Effect of NG and HG culture conditions on SHH expression in MIO-M1 cells. (A) Representative WB displaying basal SHH levels in MIO-M1 cells cultured either in NG (5 mM glucose) or HG (25 mM glucose) media. HSP90 was used as a loading control. (B) Densitometric analysis of SHH expression normalized to HSP90. The ratio of SHH protein to HSP90 in HG cells was statistically compared to NG cells. Data are represented as mean ± SEM from three independent experiments. Statistical significance (** p < 0.01 vs. NG cells) was determined using Student’s t-test. (C) Representative micrographs showing SHH (red) in MIO-M1 cultured under NG and HG conditions. Hoechst was used for nuclei staining. The inset highlight SHH inside the cells, with spots marked by an arrow. Scale bar: 20 μm. (D) Quantitative analysis of SHH distribution inside the cells was performed using the ImageJ program v1.53k. Data were obtained by counting at least 500 cells for each group. Data are presented as mean ± SEM from three independent experiments. Statistical significance (** p < 0.01 vs. widespread NG cells; ## p < 0.01 vs. punctate NG cells) was determined using Student’s t-test.

Figure 7

Effect of sustained high-glucose and GFs on SHH expression in NG and HG MIO-M1 cells. NG and HG MIO-M1 cells were exposed to sustained high-glucose and GF treatments as described in M&M and in Figure S1. (A) Representative Western blot analysis showing SHH protein levels in MIO-M1 cells cultured in NG and HG conditions subjected to different glucose treatments (I–V). HSP90 was used as a loading control. (B) Densitometric analysis of SHH expression normalized to HSP90 for both NG and HG cells in the different treatments (I–V). The ratio of SHH to HSP90 in NG and HG cells subjected to all different glucose treatments was compared to cells cultured under the basal glucose treatment (I). Data are presented as mean ± SEM from three independent experiments. Statistical significance (* p < 0.05; ** p < 0.01; **** p < 0.0001) was determined by Student’s t-test. (C) Representative micrographs showing SHH (red) in MIO-M1 cells cultured in NG (upper panel) and HG (lower panel) and exposed to different glucose treatments (I–V). Scale bar: 20 μm. (D) Quantitative analysis of SHH distribution within the cells was performed using the ImageJ program v1.53k. Plots represent the percentage of SHH-positive cells exhibiting a widespread and punctate morphology among all SHH-positive cells counted in the NG and HG cells exposed to different glucose treatments (I–V). Data were obtained by counting at least 500 cells for each group. Data are presented as mean ± SEM from three independent experiments. Statistical significance (* p < 0.05 and ** p < 0.01 vs. widespread NG cells in the basal glucose treatment (I); # p < 0.05; ## p < 0.01 vs. punctate NG cells in the basal glucose treatment (I)) was determined using Student’s t-test.

□ □ □ □ □

- _Work task_:
Continue the figure legends on SHH expression in MIO-M1 cells after their last sentence.

- _Point-per-instance localization data_:

□ □ □ □ □

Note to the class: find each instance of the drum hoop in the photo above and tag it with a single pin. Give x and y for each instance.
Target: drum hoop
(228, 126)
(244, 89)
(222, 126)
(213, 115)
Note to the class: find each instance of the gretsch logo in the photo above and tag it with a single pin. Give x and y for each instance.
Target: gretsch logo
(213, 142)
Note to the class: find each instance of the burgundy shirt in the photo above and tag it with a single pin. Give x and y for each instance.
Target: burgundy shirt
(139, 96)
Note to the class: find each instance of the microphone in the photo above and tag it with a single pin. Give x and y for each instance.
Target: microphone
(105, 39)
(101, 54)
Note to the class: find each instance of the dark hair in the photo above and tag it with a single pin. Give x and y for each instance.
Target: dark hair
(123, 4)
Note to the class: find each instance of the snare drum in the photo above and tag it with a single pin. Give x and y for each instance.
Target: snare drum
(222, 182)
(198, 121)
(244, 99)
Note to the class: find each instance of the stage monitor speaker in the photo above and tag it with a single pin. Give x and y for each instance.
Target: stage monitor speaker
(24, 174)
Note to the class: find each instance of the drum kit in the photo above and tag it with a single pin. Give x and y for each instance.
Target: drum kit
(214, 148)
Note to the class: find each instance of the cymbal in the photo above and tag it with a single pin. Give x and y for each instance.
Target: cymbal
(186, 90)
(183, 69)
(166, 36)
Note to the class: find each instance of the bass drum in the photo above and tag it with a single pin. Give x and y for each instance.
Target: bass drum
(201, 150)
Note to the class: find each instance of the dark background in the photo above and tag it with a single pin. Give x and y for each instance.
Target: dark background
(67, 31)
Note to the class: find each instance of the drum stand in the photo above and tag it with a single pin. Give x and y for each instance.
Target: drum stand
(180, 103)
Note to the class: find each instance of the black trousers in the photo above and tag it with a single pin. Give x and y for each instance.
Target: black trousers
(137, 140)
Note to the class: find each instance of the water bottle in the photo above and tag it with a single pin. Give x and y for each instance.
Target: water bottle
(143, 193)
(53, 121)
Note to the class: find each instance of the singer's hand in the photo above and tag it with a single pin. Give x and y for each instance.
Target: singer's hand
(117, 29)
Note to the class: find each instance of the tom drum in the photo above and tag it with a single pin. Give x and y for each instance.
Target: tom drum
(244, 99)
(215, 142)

□ □ □ □ □

- _Answer below_:
Figure 8

Effect of NG and HG culture conditions and of sustained high-glucose and GF treatments in NG and HG MIO-M1 cells on SOX-2 expression. MIO-M1 Müller cells cultured in NG and HG conditions and under different glucose treatments for 96 h (I–V), as described in Figure S1. (A) Representative micrographs of MIO-M1 cultured in NG (upper panel) and HG (lower panel) conditions showing the immunostaining for SOX-2 (red). Nuclei were stained with Hoechst (blue). Scale bar: 20 μm. (B) Quantitative analysis of SOX-2-positive cells was performed using the ImageJ program v 1.53k. Plots represent the percentage of SOX-2-positive cells relative to all Hoechst-positive cells counted in NG and HG culture conditions. Data were obtained by counting at least 500 cells for each group. Data are presented as mean ± SEM from three independent experiments. (C) qRT-PCR was performed on MIO-M1 cells cultured in NG and HG conditions and SOX-2 transcript analysis was obtained with 2^−ΔCt methods. (D) qRT-PCR was performed on MIO-M1 cells cultured in NG and HG media under different glucose treatments (I–V), and SOX-2 transcript analysis was obtained with 2^−ΔCt methods. Data are presented as mean ± SEM from three independent experiments. Statistical significance (* p < 0.05, ** p < 0.01) was determined by Student’s t-test.